**What is needed:** Rewrite the material below, changing each "set one pin" to "place one marker" and keeping everything else the same. Leave the pictures out of your version.

━━ Extracted data

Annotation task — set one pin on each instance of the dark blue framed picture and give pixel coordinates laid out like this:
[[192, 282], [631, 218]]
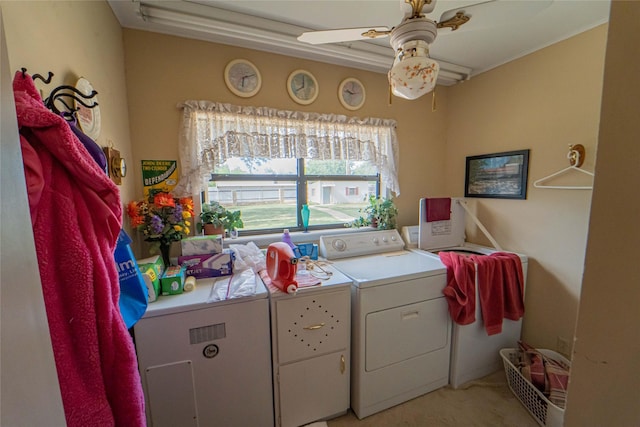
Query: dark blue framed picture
[[498, 175]]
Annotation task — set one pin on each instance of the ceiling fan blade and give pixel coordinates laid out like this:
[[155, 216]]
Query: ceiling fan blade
[[343, 35], [490, 14]]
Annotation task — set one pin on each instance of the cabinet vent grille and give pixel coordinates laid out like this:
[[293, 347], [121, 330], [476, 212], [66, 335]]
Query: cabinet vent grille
[[207, 333]]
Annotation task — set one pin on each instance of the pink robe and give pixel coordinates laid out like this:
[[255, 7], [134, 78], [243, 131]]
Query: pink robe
[[76, 216]]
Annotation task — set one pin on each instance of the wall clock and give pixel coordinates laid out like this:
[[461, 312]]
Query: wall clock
[[302, 87], [351, 93], [242, 78]]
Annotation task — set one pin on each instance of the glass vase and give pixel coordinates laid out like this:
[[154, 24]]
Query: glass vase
[[304, 213]]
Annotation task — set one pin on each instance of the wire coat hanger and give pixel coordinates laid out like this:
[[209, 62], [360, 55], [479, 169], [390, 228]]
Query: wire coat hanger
[[576, 157]]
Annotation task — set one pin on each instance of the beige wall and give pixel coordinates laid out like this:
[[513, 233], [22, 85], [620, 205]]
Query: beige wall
[[605, 381], [75, 39], [541, 102], [163, 71]]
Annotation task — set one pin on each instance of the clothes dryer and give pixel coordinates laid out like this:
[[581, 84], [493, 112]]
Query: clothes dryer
[[474, 354], [401, 332]]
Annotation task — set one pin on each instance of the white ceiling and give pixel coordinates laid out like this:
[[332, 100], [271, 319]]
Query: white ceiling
[[508, 29]]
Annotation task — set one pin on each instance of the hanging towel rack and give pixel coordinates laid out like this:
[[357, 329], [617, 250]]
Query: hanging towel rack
[[576, 157]]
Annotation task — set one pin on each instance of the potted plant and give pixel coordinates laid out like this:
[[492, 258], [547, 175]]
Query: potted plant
[[381, 213], [216, 219]]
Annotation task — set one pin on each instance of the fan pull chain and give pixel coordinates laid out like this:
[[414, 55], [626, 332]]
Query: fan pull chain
[[433, 101]]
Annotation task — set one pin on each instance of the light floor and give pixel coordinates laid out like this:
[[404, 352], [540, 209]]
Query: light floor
[[485, 402]]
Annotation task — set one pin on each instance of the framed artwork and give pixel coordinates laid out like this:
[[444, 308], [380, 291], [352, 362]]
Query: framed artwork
[[498, 175]]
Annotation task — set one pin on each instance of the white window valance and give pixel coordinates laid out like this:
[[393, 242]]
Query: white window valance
[[213, 132]]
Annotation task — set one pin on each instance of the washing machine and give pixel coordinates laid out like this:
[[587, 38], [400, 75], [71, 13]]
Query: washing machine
[[400, 325], [205, 360], [311, 346], [474, 354]]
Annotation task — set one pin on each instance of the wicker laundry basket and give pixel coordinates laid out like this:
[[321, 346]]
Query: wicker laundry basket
[[546, 413]]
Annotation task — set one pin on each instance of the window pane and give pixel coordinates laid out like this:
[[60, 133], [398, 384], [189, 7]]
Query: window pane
[[339, 167], [337, 202], [257, 165], [264, 204]]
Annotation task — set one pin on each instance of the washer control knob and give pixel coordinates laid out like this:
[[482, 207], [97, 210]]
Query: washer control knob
[[339, 245]]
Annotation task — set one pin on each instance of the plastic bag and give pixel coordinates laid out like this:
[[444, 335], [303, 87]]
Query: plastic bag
[[249, 260], [248, 256], [239, 284]]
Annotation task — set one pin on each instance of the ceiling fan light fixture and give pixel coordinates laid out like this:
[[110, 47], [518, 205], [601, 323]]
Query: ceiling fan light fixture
[[413, 73]]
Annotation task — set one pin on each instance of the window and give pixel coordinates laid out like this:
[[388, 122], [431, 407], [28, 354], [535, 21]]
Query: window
[[270, 162], [270, 192]]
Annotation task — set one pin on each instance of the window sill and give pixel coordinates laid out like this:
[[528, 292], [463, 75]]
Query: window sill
[[264, 240]]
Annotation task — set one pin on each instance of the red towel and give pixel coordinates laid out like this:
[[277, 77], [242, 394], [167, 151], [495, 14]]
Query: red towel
[[438, 209], [500, 289], [460, 291]]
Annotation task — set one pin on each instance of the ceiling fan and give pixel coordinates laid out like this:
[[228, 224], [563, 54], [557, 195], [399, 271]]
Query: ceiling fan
[[414, 73]]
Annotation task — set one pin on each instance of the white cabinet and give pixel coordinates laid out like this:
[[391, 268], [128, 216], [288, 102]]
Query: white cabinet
[[206, 364], [311, 354]]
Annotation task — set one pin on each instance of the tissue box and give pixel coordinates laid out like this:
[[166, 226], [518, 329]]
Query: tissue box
[[200, 245], [207, 265], [152, 280], [308, 249], [172, 281], [156, 261]]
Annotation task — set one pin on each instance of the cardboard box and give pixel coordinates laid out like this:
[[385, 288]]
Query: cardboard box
[[201, 245], [308, 249], [156, 261], [208, 265], [152, 280], [172, 281]]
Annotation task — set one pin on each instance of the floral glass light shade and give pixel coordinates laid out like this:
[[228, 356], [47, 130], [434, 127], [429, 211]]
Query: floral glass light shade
[[413, 73]]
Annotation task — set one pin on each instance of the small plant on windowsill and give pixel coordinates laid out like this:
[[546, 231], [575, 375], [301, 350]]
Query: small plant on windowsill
[[381, 213], [219, 218]]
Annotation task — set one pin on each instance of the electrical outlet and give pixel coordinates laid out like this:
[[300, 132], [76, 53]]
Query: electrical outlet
[[562, 345]]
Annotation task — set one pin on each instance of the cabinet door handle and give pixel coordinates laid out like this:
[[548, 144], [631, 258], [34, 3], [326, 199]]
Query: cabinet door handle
[[314, 327]]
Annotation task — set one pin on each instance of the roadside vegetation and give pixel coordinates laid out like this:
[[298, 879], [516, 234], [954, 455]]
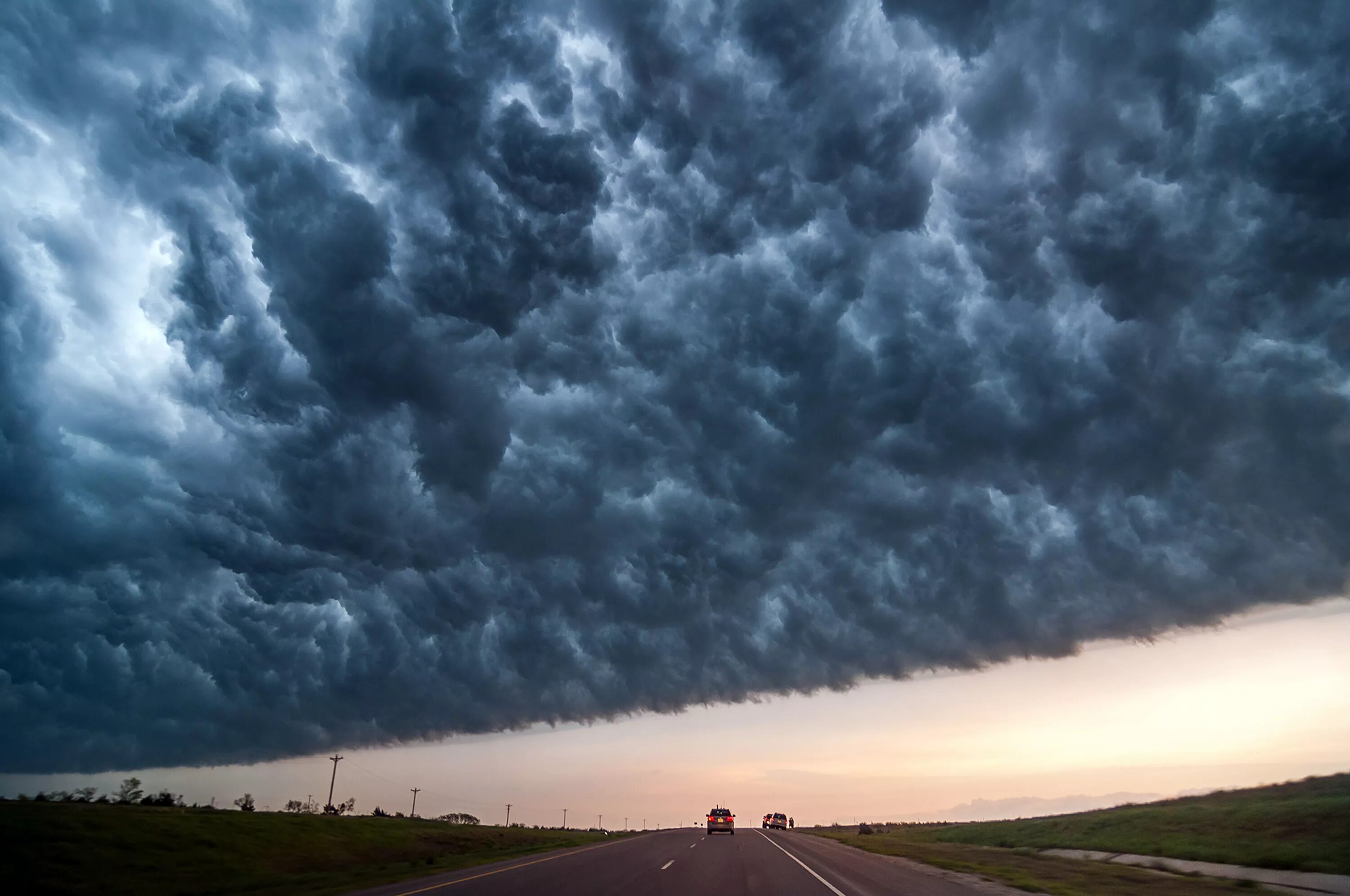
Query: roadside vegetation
[[1296, 826], [1025, 869], [91, 848]]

━━━━

**Answer in full:**
Annotation task — place one marker on each instance of the dark blue framed picture and give pixel coordinates laid out like this:
[[192, 282], [631, 218]]
Query: dark blue framed picture
[[498, 175]]
Annotation task — place one marker on each instance of the ceiling fan blade and give pixel coordinates laid out like this:
[[155, 216]]
Query: ceiling fan blade
[[343, 35], [490, 14]]
Annotation task — place one marker on each instance of the cabinet vent grille and give pixel coordinates laid out like this:
[[293, 347], [121, 330], [476, 212], [66, 335]]
Query: cabinet vent grille
[[207, 333]]
Annotation task — place one marker on each instance of the pink robe and give pixel coordinates laid out like this:
[[255, 7], [134, 78], [243, 131]]
Query: pink robe
[[76, 216]]
Annotation task — place one marker on each instance of the wall clock and give pixel coordinates laid out like this:
[[461, 312]]
Query: wall clock
[[302, 87], [351, 93], [242, 78]]
Annotation task — place one marker on each instance of the glass vase and give pixel coordinates laid out like this:
[[154, 24]]
Query: glass vase
[[304, 213]]
Annotation task — place one marker on each instance of the wire coat hanger and give pixel coordinates laid out like this:
[[209, 62], [360, 55], [479, 169], [390, 228]]
Query: wire coat hanger
[[576, 157]]
Annotation task — place one marker on each instance of the beige wall and give pixel coordinates laid out like this:
[[513, 233], [22, 85], [620, 205]]
Query: beige wall
[[605, 381], [75, 39], [541, 102], [163, 71]]
Annotation task — place one marker on each instance of the clothes dryer and give pixel coordinates laid out like this:
[[581, 84], [493, 112]]
Query: clothes dryer
[[474, 354], [401, 332]]
Annotation task — place one marker on each instance of the white ceiling and give pixel coordinates laid out like this:
[[332, 100], [271, 319]]
Query: white ceiling
[[508, 29]]
Annotation task — place one marker on each instance of the hanging towel rack and give pixel coordinates laid out like this:
[[357, 329], [617, 250]]
Query: hanging towel rack
[[576, 157]]
Annotation task — place one marker on each instance of the potted plant and give pixel coordinates laid out like this:
[[492, 258], [547, 175]]
Query: potted plant
[[381, 213], [216, 219]]
Annotation task — place one marker on each instance of the fan pull chain and give pixel coordinates laid out like this:
[[414, 55], [626, 332]]
Query: fan pull chain
[[433, 101]]
Annotation task — place one marker on each instance of the light floor and give pixel coordinates laid out like this:
[[404, 352], [540, 209]]
Query: light floor
[[485, 402]]
Annotation task — place one marker on each instance of the framed artwork and give pixel coordinates laid out like this:
[[444, 308], [380, 291], [352, 362]]
Query: framed artwork
[[498, 175]]
Annotation task — place one marker on each instance of the white window valance and give pixel coordinates laid out like this:
[[393, 242]]
Query: white window valance
[[213, 132]]
Annotation task — place one marker on each instance of the washing machine and give pixel coordinates laid out like this:
[[587, 38], [400, 75], [71, 13]]
Query: washing machine
[[400, 325], [205, 360], [311, 346], [474, 354]]
Annotation task — place one marker on each instance of the wicker laundry basket and give pixel coordinates laid out like this:
[[321, 346]]
Query: wicker laundry basket
[[546, 413]]
Annotation task — place one marker on each instance of the window pane and give pixel coordinates laid out like this:
[[60, 133], [398, 384], [189, 7]]
Query: window pane
[[339, 167], [337, 202], [257, 165], [264, 204]]
Annotation task — place one marker on each instance of the washer control knob and give pixel coordinates laid out like this:
[[482, 207], [97, 210]]
Query: washer control knob
[[339, 245]]
Annotation task — place one marker on each instance of the plastic bag and give pixel coordinates laid out like this:
[[444, 335], [303, 87]]
Query: plastic bag
[[249, 260], [248, 256], [239, 284]]
Annotation task — place one marker on each instance of the ceiling fan light fixture and give pixel coordinates laid out like this:
[[110, 47], [518, 205], [601, 323]]
Query: ceiling fan light fixture
[[413, 73]]
Annotation task — place one marker on each instance of the window and give pixel coordinates laid out like this:
[[388, 122], [431, 407], [28, 354], [535, 21]]
Query: window
[[270, 162], [270, 192]]
Annotation task — place one marker on each instance of the window sill and give pixel coordinates laid out like this:
[[528, 292], [463, 75]]
Query: window sill
[[264, 240]]
Annotation task — place one marker on each instance of the red towel and give pixel coordinates laid out like this:
[[277, 77], [242, 394], [167, 151], [495, 14]]
Query: red towel
[[438, 209], [500, 289], [460, 291]]
Annotation task — place one marker on each instance of the ceiling fan and give pixel coordinates laid out like this:
[[228, 224], [563, 54], [557, 195], [399, 271]]
Query: ceiling fan
[[414, 73]]
Annotation task — place one marker on each instance of the white cabinet and give pixel coordinates laid out like this:
[[391, 268], [128, 216], [288, 102]]
Query: white cabinet
[[206, 364], [311, 354]]
Annotation task — place one marker on each instance of the tissue box and give pixel coordinates laid out like this:
[[166, 226], [518, 329]]
Query: tissue box
[[200, 245], [207, 265], [152, 280], [308, 249], [172, 281], [156, 261]]
Annotation task — place one marker on each instance of the cardboard box and give pixel coordinates laid out like this:
[[385, 288]]
Query: cardboard box
[[201, 245], [308, 249], [156, 261], [208, 265], [152, 280], [172, 281]]
Annotation task — place one marker on each instance of the floral glass light shade and give pixel coordinates laid out like this:
[[228, 356], [47, 130], [434, 127], [429, 211]]
Query: floral glass light shade
[[413, 73]]
Annotation task — place one marker on each instance of the small plant on windowsill and give pixel coordinates laid out like this:
[[546, 231], [575, 375], [301, 350]]
Query: small plant on windowsill
[[381, 213], [219, 218]]
Annotation task — place one marker on each instance of the electrical outlet and give pixel coordinates laid out like this:
[[300, 132], [76, 53]]
Query: electrical outlet
[[562, 345]]
Annotation task — place one marker on each instance of the cabinet door handle and give pixel coordinates laid out like this:
[[548, 144], [631, 258], [34, 3], [326, 199]]
Query: cabinet door handle
[[314, 327]]
Annotation task — place one marker on each instance of the roadside vegetation and give pixel coordinates laid out like this:
[[298, 879], [516, 234], [954, 455]]
Query: roadside vegetation
[[1296, 826], [1025, 869], [91, 848]]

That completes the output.